I’m reminded of that moment as the Corporation for Public Broadcasting this month finally threw in the towel, having had its allocated money cut and canceled in July. The House and Senate attributed the move to a request from the White House and a lingering consequence of DOGE. 

CPB was set up by Congress in 1967 to foster educational programming and has acted as a public body of media subsidy ever since. Most of its revenues flow directly to local radio and TV stations (of which NPR affiliates and PBS member stations are the most recognizable). 

From its beginning to its whimpering end, many observers inside and outside government considered it vital to facilitate, in the words of its current president and CEO, “trustworthy, educational, and community-centered media” free of commercial interests. In the digital era of the 2020s, you’d think technologies including the internet, having dramatically lowered the bar for all such efforts, have readily achieved that. Besides, whether Republican or Democrat, Americans’ trust in local or national news organizations has fallen by double-digits in a decade. Why pay for a thing you don’t trust?

DOGE, the brief effort in the spring of 2025 to cut government waste and shrink the deficit, has mostly failed and fallen out of favor. There was a brief, shallow moment when proposing to cut government spending was cool: Elon Musk wielded the memetic chainsaw, a poor impersonation of Argentina’s Javier Milei, and Mr. Trump spoke of “tremendous waste” and “bad spending.” Of course, that impetus didn’t last too long. The total waste cut from the outsized federal government amounted to a rounding error, of which CPB might become the most lasting icon.

The estimated savings involved are strangely disproportionate to the outsized media and political reaction it garnered. We spent six months or more viciously arguing over, and ultimately passing, a bill, that did nothing but marginally shift around some of the vast funds coming out of DC.

The political-media industrial complex, which idolizes all things public and taxpayer-funded, howled in pain. Lots of words about “democratic values” and the integrity of the media system were thrown around. But less, if anything, was said about whether taxpayers ought be forced to bankroll radio programs and TV shows they don’t consume — or at least don’t value enough to pay for. 

As a fiscal business, if you’re not touching entitlement programs (Medicaid, Medicare, VA benefits) or the defense budget — and there’s nothing you can do about the interest on the national debt — you’re out of luck for reining in the runaway train that is the federal government.

Material shown –

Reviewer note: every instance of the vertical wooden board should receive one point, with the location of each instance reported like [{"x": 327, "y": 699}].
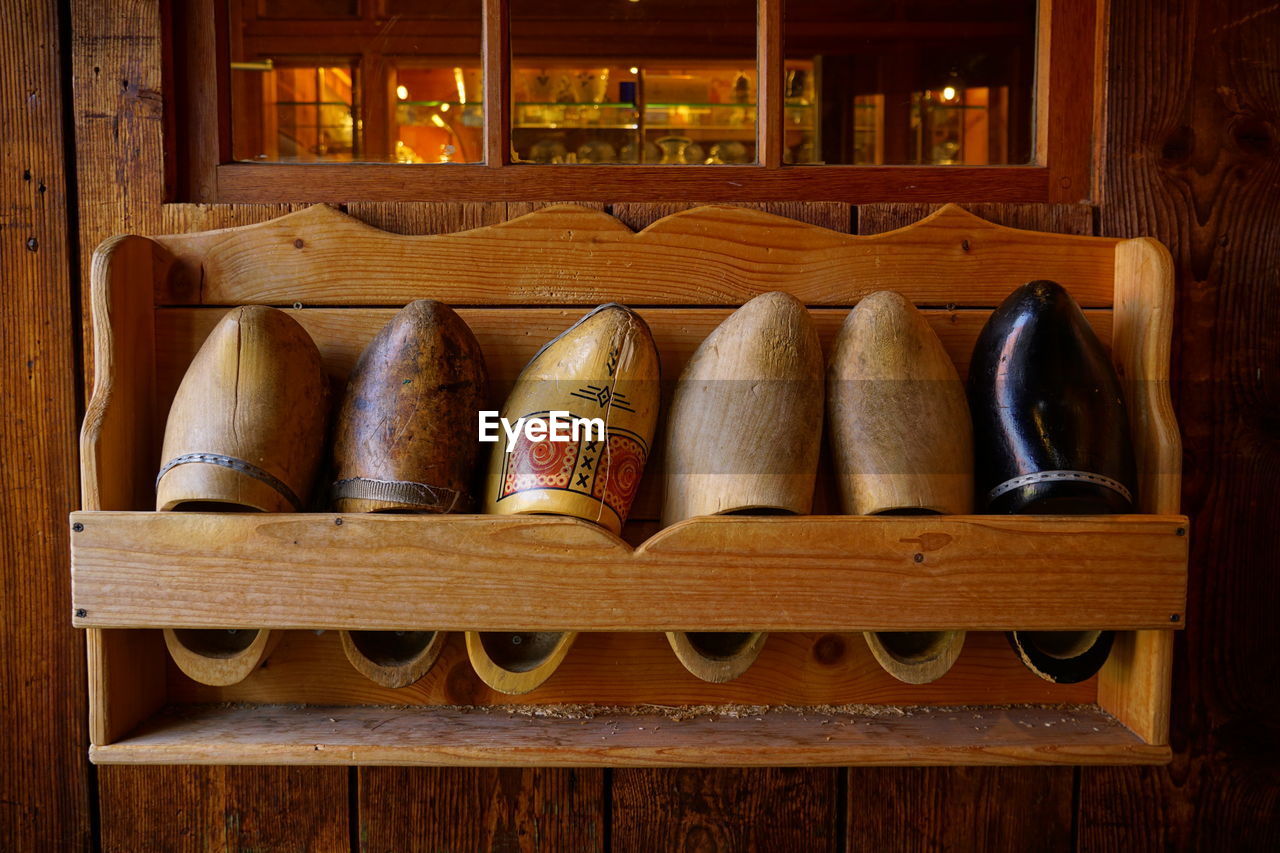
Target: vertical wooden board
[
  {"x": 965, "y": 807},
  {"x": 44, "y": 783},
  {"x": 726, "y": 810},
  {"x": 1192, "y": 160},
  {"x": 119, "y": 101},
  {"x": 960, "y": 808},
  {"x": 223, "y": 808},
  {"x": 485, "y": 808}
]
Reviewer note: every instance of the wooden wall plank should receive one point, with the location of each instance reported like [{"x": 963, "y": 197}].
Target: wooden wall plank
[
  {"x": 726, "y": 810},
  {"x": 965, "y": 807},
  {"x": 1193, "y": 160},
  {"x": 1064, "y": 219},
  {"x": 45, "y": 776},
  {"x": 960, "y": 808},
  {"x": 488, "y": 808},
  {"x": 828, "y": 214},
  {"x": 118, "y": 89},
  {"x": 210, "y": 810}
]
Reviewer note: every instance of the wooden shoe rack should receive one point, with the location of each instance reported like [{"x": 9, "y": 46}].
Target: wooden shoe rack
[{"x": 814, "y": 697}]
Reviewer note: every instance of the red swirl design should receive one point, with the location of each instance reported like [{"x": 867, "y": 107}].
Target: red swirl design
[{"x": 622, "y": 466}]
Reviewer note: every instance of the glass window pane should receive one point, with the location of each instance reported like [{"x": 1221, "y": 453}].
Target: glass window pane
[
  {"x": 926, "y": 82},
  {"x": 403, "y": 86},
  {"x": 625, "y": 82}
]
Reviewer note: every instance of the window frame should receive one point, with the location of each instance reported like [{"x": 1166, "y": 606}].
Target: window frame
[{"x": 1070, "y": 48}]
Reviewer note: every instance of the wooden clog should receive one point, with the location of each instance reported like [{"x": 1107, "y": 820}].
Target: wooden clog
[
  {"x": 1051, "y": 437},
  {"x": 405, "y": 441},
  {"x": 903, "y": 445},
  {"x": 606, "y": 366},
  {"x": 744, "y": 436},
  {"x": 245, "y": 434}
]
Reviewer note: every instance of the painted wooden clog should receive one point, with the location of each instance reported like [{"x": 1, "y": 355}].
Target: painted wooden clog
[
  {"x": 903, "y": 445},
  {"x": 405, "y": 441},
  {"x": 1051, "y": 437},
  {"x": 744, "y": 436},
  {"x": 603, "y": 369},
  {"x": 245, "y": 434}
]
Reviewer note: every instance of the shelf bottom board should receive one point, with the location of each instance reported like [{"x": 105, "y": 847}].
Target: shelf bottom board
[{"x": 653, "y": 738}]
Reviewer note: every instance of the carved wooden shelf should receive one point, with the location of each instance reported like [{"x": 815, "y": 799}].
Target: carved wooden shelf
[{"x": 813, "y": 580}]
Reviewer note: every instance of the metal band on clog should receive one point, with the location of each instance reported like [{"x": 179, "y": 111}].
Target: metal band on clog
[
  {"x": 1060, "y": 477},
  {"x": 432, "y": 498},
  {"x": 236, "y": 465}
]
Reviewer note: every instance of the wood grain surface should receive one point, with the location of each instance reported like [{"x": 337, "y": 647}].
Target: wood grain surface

* * *

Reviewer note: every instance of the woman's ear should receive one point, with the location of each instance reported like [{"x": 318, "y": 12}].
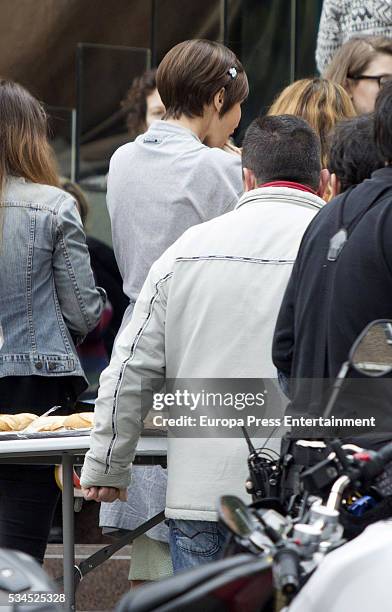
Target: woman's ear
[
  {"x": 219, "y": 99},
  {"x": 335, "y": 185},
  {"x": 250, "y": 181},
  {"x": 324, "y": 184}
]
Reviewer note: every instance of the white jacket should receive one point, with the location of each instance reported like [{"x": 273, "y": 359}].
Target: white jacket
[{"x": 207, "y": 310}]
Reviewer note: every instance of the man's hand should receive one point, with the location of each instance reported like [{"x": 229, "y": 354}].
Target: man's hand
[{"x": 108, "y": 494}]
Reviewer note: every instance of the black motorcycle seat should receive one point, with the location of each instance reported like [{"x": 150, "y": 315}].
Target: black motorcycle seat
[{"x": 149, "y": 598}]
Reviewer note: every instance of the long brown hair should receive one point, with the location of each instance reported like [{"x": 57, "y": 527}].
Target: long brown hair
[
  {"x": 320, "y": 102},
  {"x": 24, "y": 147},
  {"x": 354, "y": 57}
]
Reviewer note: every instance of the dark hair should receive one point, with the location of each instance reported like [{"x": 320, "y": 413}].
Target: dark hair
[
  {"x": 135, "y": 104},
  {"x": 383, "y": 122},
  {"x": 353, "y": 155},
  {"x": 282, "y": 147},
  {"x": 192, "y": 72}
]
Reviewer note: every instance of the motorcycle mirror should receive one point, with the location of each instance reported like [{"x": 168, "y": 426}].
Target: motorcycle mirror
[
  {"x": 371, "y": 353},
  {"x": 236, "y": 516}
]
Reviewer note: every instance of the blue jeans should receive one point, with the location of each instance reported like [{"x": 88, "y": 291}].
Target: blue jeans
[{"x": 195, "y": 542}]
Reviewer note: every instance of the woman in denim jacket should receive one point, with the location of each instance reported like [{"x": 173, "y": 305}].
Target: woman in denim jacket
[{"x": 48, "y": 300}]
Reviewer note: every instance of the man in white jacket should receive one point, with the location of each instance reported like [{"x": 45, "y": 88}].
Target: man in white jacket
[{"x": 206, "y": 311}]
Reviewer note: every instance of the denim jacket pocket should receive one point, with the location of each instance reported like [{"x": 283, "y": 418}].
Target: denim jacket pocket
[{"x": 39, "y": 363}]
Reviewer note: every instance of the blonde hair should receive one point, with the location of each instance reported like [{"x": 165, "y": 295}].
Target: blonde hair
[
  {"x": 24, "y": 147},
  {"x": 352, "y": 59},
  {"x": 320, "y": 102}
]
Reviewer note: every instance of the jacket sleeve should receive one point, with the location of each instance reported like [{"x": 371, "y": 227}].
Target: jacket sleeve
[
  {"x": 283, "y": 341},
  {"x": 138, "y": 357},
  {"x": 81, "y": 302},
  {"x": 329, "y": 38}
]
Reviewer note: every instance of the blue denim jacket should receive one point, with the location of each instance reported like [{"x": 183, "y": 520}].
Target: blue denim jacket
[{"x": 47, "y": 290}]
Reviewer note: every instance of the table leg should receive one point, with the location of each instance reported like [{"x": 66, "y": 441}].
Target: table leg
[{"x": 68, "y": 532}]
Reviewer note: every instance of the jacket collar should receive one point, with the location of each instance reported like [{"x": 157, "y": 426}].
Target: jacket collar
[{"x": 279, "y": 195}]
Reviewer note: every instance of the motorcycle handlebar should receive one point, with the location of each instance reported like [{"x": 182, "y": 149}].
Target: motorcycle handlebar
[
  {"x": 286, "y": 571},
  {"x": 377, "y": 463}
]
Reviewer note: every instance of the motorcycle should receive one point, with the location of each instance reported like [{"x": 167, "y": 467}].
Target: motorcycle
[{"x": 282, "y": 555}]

==

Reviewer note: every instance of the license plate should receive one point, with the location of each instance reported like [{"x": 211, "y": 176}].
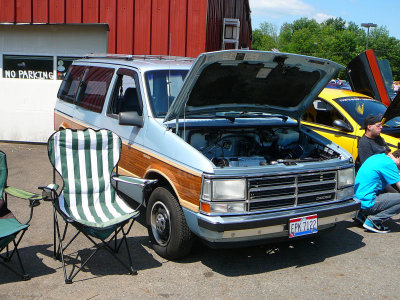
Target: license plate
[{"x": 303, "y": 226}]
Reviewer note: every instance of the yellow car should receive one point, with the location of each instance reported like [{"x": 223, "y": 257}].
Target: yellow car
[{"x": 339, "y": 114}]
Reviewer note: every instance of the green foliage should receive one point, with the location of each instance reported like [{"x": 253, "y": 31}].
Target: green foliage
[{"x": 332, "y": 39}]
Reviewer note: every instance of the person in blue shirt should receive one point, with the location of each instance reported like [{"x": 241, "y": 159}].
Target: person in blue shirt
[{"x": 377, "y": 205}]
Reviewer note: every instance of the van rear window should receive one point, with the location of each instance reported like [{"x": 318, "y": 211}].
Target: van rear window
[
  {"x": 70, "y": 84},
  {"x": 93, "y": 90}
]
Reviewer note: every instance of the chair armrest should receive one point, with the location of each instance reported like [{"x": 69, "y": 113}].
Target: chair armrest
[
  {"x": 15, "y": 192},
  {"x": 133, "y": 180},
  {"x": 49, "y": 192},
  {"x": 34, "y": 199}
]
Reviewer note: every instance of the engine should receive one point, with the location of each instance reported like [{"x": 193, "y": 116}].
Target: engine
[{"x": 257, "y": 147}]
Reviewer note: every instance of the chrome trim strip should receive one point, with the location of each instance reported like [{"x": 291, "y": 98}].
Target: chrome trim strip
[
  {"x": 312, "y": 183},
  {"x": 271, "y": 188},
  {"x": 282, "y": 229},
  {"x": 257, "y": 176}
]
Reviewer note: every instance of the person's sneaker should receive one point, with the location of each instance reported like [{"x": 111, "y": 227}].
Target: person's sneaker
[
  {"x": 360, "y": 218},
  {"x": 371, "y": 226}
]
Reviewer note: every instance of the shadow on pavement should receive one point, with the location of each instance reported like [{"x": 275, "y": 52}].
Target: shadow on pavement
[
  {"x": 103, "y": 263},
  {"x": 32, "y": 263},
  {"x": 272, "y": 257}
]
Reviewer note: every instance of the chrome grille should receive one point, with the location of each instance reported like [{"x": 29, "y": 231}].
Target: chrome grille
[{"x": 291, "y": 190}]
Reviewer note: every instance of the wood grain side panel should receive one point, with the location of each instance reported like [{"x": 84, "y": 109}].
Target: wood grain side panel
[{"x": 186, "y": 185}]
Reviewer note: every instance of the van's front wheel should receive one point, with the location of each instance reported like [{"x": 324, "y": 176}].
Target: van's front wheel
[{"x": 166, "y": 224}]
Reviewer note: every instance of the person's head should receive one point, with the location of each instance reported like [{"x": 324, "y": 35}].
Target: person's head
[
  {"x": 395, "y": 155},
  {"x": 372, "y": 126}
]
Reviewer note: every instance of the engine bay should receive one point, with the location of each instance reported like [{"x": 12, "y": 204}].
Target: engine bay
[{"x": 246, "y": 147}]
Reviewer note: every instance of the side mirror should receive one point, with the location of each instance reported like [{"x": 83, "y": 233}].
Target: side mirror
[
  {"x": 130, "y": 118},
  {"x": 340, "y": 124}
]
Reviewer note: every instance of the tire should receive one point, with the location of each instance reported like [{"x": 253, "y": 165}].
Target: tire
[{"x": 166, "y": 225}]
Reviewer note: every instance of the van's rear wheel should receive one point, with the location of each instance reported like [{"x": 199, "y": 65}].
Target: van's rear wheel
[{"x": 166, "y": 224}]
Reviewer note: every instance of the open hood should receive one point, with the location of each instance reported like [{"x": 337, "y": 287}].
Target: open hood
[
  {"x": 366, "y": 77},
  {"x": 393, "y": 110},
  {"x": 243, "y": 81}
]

List of tasks –
**a)** According to the passage on public broadcasting funding, in what year did Congress set up the Corporation for Public Broadcasting?
**b)** Rewrite the passage on public broadcasting funding, starting with "The political-media industrial" and going on through "to pay for.", with "howled" replaced by "complained".

Solutions to the tasks –
**a)** 1967

**b)**
The political-media industrial complex, which idolizes all things public and taxpayer-funded, complained in pain. Lots of words about “democratic values” and the integrity of the media system were thrown around. But less, if anything, was said about whether taxpayers ought be forced to bankroll radio programs and TV shows they don’t consume — or at least don’t value enough to pay for.